Reproduce every line of the data from the line with "Every instance of the green hill" up to and including the line with "[(517, 182)]", and shift each x and y coordinate in the answers by adding 138 to it.

Object position labeling data =
────────────────

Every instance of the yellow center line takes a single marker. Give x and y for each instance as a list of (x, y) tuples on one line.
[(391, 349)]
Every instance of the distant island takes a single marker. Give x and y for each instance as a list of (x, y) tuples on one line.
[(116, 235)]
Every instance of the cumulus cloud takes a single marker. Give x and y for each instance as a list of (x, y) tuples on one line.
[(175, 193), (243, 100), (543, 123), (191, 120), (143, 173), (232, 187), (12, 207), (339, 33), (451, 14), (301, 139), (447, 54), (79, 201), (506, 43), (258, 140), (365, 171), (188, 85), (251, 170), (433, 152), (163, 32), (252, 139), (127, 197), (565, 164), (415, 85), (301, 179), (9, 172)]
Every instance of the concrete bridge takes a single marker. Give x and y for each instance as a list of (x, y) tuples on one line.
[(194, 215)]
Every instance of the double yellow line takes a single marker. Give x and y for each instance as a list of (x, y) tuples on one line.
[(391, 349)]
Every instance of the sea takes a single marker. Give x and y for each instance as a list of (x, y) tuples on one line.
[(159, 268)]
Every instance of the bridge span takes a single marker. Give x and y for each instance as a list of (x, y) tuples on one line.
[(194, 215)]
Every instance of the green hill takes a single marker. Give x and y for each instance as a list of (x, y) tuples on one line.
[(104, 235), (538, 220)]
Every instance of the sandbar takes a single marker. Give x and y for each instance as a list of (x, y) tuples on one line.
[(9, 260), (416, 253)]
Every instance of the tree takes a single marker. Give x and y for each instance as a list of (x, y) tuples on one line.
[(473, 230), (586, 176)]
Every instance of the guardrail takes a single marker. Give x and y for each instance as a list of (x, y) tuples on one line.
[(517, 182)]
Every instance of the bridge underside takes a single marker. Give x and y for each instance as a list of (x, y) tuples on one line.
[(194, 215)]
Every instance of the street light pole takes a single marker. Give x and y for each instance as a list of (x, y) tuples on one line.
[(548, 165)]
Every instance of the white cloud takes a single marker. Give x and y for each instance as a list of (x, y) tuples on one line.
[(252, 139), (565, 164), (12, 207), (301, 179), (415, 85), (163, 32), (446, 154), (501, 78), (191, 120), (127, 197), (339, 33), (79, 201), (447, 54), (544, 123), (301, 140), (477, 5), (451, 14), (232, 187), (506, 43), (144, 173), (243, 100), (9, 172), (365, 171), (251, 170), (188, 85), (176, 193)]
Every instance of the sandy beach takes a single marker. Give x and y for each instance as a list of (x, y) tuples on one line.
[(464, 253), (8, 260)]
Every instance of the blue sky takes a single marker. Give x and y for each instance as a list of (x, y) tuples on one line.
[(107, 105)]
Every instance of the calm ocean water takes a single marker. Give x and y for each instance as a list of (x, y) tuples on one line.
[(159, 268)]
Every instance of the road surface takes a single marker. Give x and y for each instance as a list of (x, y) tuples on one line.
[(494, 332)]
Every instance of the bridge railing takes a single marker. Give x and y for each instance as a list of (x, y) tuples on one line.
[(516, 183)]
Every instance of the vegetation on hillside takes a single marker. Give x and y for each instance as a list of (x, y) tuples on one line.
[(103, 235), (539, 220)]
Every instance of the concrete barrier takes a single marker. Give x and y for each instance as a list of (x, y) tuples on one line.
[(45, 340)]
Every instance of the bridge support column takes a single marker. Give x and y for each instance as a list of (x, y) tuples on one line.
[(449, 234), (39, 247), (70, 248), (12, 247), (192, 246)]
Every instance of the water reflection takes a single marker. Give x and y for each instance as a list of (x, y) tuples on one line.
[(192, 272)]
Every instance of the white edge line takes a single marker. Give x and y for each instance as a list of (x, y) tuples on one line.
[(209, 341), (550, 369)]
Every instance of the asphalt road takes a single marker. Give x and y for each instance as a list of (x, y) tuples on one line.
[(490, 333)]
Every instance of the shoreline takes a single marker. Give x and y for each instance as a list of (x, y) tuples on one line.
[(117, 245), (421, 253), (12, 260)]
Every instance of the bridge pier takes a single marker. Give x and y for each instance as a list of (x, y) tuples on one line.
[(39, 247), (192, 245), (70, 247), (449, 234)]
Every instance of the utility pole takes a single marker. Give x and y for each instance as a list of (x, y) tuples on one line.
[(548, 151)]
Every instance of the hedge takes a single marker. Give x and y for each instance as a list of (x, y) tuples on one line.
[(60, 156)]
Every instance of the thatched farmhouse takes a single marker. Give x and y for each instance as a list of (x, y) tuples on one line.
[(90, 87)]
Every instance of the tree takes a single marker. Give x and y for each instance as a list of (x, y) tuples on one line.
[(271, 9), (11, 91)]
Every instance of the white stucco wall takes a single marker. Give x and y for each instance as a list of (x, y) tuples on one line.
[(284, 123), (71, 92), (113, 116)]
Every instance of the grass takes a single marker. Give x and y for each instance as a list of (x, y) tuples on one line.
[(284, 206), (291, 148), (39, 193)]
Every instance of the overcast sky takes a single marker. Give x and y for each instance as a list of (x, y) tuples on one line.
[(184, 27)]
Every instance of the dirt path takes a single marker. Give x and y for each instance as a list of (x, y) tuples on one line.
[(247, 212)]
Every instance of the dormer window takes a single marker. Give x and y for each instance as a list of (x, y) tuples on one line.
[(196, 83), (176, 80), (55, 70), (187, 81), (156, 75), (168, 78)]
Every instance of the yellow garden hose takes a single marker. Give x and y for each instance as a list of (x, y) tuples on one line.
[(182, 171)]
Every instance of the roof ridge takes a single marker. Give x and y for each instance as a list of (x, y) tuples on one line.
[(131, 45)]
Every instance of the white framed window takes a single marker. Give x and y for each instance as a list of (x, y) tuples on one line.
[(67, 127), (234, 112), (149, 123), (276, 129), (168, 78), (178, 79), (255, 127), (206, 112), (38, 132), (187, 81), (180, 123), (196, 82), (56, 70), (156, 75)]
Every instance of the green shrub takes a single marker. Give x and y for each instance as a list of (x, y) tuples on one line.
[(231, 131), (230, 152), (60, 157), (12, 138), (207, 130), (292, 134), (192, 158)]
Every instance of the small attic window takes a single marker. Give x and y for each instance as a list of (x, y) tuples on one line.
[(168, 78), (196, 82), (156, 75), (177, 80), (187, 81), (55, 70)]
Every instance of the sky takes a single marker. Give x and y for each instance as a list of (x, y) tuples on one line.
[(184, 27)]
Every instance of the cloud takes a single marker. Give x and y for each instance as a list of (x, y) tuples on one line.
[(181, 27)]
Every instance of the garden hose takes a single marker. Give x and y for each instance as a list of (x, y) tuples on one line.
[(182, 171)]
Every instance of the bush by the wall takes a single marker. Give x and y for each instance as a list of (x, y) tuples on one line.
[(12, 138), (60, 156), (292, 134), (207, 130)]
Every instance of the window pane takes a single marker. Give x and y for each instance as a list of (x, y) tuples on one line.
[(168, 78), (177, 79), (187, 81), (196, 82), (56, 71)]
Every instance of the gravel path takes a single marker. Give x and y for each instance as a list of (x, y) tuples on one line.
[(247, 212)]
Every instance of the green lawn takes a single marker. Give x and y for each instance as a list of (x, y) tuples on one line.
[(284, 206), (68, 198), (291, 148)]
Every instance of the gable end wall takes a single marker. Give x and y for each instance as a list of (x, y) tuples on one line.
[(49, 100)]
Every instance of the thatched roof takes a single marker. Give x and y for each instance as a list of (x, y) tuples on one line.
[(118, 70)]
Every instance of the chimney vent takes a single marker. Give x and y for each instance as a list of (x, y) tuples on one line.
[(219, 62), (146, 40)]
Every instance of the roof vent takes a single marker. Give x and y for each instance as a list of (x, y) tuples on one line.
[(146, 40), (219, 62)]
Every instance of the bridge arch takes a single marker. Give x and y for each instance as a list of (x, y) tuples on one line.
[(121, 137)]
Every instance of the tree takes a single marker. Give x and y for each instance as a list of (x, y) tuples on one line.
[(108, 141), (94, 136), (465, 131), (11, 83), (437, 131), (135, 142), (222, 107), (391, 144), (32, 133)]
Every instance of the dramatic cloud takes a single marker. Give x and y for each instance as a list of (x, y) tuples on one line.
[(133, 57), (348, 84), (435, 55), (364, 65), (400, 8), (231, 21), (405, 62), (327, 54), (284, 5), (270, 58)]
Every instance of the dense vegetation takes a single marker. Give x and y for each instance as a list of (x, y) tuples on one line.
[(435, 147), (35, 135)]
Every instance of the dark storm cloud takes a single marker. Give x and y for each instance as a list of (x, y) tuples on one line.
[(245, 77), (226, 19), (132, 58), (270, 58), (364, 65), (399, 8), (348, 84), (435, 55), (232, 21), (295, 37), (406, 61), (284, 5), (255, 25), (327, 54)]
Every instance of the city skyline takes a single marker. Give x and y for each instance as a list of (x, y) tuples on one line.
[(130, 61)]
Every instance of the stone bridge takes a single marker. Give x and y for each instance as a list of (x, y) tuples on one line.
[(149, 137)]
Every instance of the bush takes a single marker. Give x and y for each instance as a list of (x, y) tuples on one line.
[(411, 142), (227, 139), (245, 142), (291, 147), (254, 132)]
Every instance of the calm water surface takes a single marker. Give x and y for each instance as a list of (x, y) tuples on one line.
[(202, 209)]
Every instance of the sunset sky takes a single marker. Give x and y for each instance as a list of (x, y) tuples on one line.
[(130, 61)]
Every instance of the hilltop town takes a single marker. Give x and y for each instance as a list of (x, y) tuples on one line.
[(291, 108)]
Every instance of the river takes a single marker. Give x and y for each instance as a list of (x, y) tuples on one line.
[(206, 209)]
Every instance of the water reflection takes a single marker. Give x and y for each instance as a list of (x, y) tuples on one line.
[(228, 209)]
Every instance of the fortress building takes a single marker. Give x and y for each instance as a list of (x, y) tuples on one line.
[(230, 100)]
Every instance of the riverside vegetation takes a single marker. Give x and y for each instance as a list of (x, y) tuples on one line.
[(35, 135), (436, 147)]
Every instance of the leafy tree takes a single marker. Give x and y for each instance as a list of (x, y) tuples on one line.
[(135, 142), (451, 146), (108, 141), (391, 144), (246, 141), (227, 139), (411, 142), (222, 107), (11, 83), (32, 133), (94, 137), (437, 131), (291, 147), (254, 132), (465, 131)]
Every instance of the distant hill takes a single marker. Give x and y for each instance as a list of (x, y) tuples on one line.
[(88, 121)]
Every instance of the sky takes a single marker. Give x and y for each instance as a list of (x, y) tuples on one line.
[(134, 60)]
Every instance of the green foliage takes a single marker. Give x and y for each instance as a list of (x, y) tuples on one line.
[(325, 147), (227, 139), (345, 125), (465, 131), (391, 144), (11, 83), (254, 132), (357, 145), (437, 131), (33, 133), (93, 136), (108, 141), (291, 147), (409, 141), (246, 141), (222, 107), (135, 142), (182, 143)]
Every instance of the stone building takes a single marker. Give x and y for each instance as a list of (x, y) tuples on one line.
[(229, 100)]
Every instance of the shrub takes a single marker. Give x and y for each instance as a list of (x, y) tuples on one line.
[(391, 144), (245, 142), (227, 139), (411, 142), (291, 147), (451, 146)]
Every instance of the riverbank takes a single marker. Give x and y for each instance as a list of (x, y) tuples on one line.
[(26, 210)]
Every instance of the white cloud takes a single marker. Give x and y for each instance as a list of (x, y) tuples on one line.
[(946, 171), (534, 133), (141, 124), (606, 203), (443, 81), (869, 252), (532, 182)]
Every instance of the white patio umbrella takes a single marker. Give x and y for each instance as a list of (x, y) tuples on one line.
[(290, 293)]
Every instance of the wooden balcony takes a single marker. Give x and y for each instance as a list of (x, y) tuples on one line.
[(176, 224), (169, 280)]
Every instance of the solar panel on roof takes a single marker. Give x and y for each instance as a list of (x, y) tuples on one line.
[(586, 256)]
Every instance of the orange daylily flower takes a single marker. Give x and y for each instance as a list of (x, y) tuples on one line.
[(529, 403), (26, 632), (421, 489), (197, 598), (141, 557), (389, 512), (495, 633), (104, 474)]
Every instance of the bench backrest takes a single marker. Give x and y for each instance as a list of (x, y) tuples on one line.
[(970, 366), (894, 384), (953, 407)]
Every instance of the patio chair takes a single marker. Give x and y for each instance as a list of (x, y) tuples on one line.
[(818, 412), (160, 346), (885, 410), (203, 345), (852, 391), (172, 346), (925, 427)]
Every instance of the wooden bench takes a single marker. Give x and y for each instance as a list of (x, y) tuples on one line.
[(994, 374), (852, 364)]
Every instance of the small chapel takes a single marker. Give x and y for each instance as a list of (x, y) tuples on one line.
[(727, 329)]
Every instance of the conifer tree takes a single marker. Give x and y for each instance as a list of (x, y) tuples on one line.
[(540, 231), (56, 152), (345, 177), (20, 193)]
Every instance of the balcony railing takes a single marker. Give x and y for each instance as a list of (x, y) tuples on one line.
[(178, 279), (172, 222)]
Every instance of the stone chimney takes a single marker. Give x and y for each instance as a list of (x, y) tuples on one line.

────────────────

FULL ANSWER =
Every instance of the green hill takes a single marker. Give x and y for each instance as a list of (x, y) tuples on one line.
[(242, 373), (676, 358)]
Every instance of the sandbar takes a single marker. Give x and y for each instance as a list of (x, y) tuples on one line.
[(147, 398), (554, 391)]
Every instance of the tree takes a single marker. Give x and y for each instance as a list of (x, y) tuples on one line.
[(611, 368), (724, 314)]
Every instance of the guardrail takes a single marker. Give x and y for each instance as a list of (x, y) tuples on one line.
[(655, 320)]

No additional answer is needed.